> _Documento_:
.....

Talvez não tenha ocorrido ao grande filósofo, entretanto, que o discurso da modernidade se apoderaria exatamente da fé para justificar-se diante de uma impávida e boquiaberta sociedade, massificada e incapaz de reagir racionalmente e, portanto, de compreender qualquer fenômeno de forma diversa da crença.
O discurso da modernidade surgiu exatamente como afirmação do espírito crítico, da liberdade de pensamento e da racionalidade contra o autoritarismo que havia caracterizado a Idade Média, com suas monarquias absolutistas e monopólio do pensamento pela Grande Igreja. A afirmação do domínio da razão e a liberdade de pensamento, portanto, foram momentos fundamentais no sentido da possibilidade de reapropriação da própria vida, oferecida às pessoas e povos. A razão, portanto, foi o primeiro dos valores universais que a modernidade afirmou e do qual todos os outros deveriam se irradiar. Tudo o que se opusesse à razão era irreal e utópico.

.....

> _Dados fornecidos_:

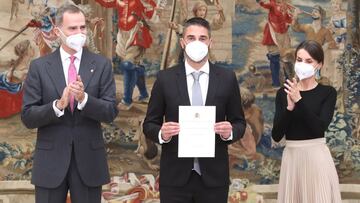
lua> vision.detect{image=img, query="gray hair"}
[55,3,85,26]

.....

> _Exercício proposto_: Repita na íntegra, sem nenhuma alteração, o documento sobre o discurso da modernidade e a razão. Baseie-se somente no documento.

> _Resultado_:
Talvez não tenha ocorrido ao grande filósofo, entretanto, que o discurso da modernidade se apoderaria exatamente da fé para justificar-se diante de uma impávida e boquiaberta sociedade, massificada e incapaz de reagir racionalmente e, portanto, de compreender qualquer fenômeno de forma diversa da crença.
O discurso da modernidade surgiu exatamente como afirmação do espírito crítico, da liberdade de pensamento e da racionalidade contra o autoritarismo que havia caracterizado a Idade Média, com suas monarquias absolutistas e monopólio do pensamento pela Grande Igreja. A afirmação do domínio da razão e a liberdade de pensamento, portanto, foram momentos fundamentais no sentido da possibilidade de reapropriação da própria vida, oferecida às pessoas e povos. A razão, portanto, foi o primeiro dos valores universais que a modernidade afirmou e do qual todos os outros deveriam se irradiar. Tudo o que se opusesse à razão era irreal e utópico.